DOCUMENT EXTRACT:
════════
Apple to Switch to Intel Platform

There has been a lot of incessant yammering about Apple potentially shipping a Mac OS X version which runs on Intel hardware. This is the first article I’ve read which lists three good reasons why Apple won’t.

9 Responses

  1. FOLKS I’M REALLY STARTING TO THINK BLUE IS FOR ME!!!!

  2. Ryvar 22 years ago

    There are a couple of things about this article I don’t buy. First off is that a second major revision in the Apple world in four years would be a problem for app developers. Bull. Unless generic app development in OSX is so radically different from Windows that I cannot even fathom it – 99% of the code at the VERY least is programming language conventions + API calls to the operating system & supported/ported 3rd party APIs like OpenGL/SDL. I highly doubt that remaining 1% is going to kill anyone, especially with the glut of x86 coders serving coffee at Starbucks these days.
════════
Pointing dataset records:
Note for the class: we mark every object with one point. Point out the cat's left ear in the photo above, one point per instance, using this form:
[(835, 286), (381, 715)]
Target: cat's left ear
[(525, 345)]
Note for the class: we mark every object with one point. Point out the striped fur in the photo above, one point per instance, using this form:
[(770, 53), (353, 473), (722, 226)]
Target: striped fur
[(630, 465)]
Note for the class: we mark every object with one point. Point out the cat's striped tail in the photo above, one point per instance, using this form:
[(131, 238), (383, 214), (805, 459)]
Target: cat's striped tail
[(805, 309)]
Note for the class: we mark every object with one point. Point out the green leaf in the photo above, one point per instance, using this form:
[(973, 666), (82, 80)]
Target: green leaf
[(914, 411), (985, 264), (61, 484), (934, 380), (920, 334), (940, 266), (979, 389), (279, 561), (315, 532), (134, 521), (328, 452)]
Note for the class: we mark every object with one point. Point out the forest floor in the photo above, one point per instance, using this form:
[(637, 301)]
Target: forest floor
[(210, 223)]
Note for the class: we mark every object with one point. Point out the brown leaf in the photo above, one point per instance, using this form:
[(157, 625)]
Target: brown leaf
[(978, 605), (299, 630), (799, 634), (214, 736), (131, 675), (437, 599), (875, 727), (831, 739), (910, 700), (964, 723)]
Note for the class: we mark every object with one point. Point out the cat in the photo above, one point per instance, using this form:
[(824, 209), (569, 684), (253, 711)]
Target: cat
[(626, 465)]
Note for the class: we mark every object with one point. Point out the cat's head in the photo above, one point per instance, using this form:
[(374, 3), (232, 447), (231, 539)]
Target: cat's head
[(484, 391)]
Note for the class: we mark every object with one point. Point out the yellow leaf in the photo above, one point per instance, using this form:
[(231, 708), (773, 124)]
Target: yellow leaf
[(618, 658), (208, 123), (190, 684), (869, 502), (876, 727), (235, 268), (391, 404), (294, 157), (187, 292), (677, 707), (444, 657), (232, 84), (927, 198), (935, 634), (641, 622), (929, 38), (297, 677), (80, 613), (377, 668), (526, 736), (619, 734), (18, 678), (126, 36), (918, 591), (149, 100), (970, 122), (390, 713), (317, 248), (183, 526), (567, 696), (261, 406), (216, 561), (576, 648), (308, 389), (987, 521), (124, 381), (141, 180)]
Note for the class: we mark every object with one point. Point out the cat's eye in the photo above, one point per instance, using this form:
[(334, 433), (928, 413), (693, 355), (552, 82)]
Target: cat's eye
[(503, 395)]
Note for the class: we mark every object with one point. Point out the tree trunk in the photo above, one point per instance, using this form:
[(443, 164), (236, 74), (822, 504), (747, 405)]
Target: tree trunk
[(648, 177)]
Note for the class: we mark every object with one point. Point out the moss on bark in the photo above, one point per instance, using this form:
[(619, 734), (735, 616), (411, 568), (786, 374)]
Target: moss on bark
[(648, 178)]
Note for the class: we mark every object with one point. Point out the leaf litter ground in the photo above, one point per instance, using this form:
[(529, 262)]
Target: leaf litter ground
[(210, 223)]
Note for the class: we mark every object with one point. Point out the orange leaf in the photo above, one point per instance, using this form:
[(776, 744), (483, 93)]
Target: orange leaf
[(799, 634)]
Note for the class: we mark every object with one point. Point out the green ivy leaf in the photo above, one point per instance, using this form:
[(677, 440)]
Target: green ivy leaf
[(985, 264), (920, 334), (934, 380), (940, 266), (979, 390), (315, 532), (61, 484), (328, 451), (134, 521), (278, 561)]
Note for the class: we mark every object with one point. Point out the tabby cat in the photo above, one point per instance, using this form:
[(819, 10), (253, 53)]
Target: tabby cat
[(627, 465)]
════════
REQUIRED TASK 1:
Name every company that the post about Apple and Intel mentions.
REQUIRED TASK 2:
In the records, swap "cat's left ear" for "cat's right ear" in the lines from the start of the records through the line that contains "[(525, 345)]". Give only those lines, with nothing else changed.

FULL OUTPUT 1:
Apple, Intel, Starbucks

FULL OUTPUT 2:
Note for the class: we mark every object with one point. Point out the cat's right ear in the photo above, one point per instance, using this form:
[(835, 286), (381, 715)]
Target: cat's right ear
[(525, 345)]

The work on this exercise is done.